** start SOURCE TEXT **
The Second Layer: Guessing and Slippage
Educational measurement has long recognised that learner responses are imperfect observations of knowledge.
A learner may answer correctly despite lacking genuine understanding. Equally, a knowledgeable learner may occasionally answer incorrectly because of distraction, fatigue, misreading the question or simple carelessness. These phenomena are commonly referred to as guessing and slippage.
When Lucy clicks Submit, the engine does not simply assume that a correct answer equals mastery.
Instead, it evaluates the response within the context of her broader performance history.
- Has Lucy consistently demonstrated understanding of related concepts?
- Has she struggled previously?
- Is this response aligned with the rest of the evidence available?
- The objective is not to model the answer.
The outcome is to model Lucy’s knowledge
The Third Layer: Learner Mastery Estimation
At this stage, the response begins contributing directly to Lucy’s learner model.
Unlike traditional assessment systems, which store assessment records, Adaptemy maintains a dynamic representation of learner knowledge. Every interaction becomes evidence that influences the platform’s estimate of what the learner knows and does not know.
When Lucy’s response arrives, the engine updates its estimate of her mastery of percentages.
Importantly, mastery is not treated as a binary state. The platform does not simply conclude that Lucy either knows or does not know the concept. Instead, it continuously estimates the probability that mastery has been achieved based on all available evidence. This distinction is fundamental:
- The output of the interaction is not a score.
- The output is an updated learner model.
The Fourth Layer: Confidence Estimation
Knowing what the system believes about Lucy’s mastery is only part of the story. Equally important is how confident the system is in its own estimate.
At Adaptemy, we maintain two separate but related values for every concept in the learner model.
- The first is our estimate of the learner’s mastery.
- The second is our confidence in the accuracy of that estimate.
In other words, we are not only modelling what we believe Lucy knows, we are also modelling how certain we are that our own conclusion is correct.
When Lucy clicks Submit, the engine updates both values.
Suppose Lucy answers a percentages question correctly. The platform may increase its estimate that she has mastered percentages. However, if this is the first piece of evidence we have seen for that concept, our confidence in that estimate may remain relatively low. While the response is encouraging, a single interaction rarely provides enough evidence to support a high-confidence mastery decision.
As Lucy continues learning, she generates additional evidence. She may answer related questions, complete activities involving percentages in different contexts, or demonstrate understanding of prerequisite and dependent concepts. With each interaction, the platform not only refines its mastery estimate, but also increases its confidence in the accuracy of that estimate.
This distinction is critically important. Two learners may both have an estimated mastery score of 80%, but if one estimate is based on a single question and the other is based on fifty consistent interactions collected over several weeks, they should not be treated the same way. The first estimate remains uncertain. The second is supported by a substantial body of evidence.
** end SOURCE TEXT **
# TASK TO CARRY OUT
In the passage on learner modeling, why might the platform's confidence in its estimate of Lucy's mastery of percentages stay relatively low after she answers a percentages question correctly? Reply in one to three sentences.
** start INFORMATION PROVIDED **
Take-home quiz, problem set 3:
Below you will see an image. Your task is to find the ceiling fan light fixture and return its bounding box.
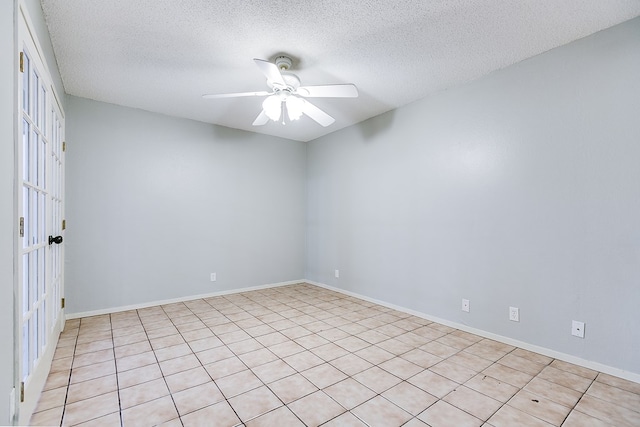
** end INFORMATION PROVIDED **
# COMPLETE ANSWER
If that answer is the first evidence the platform has seen for the concept, it is not enough on its own, because a single interaction rarely provides enough evidence to support a high-confidence mastery decision. The platform may raise its mastery estimate, but its confidence in that estimate can remain relatively low.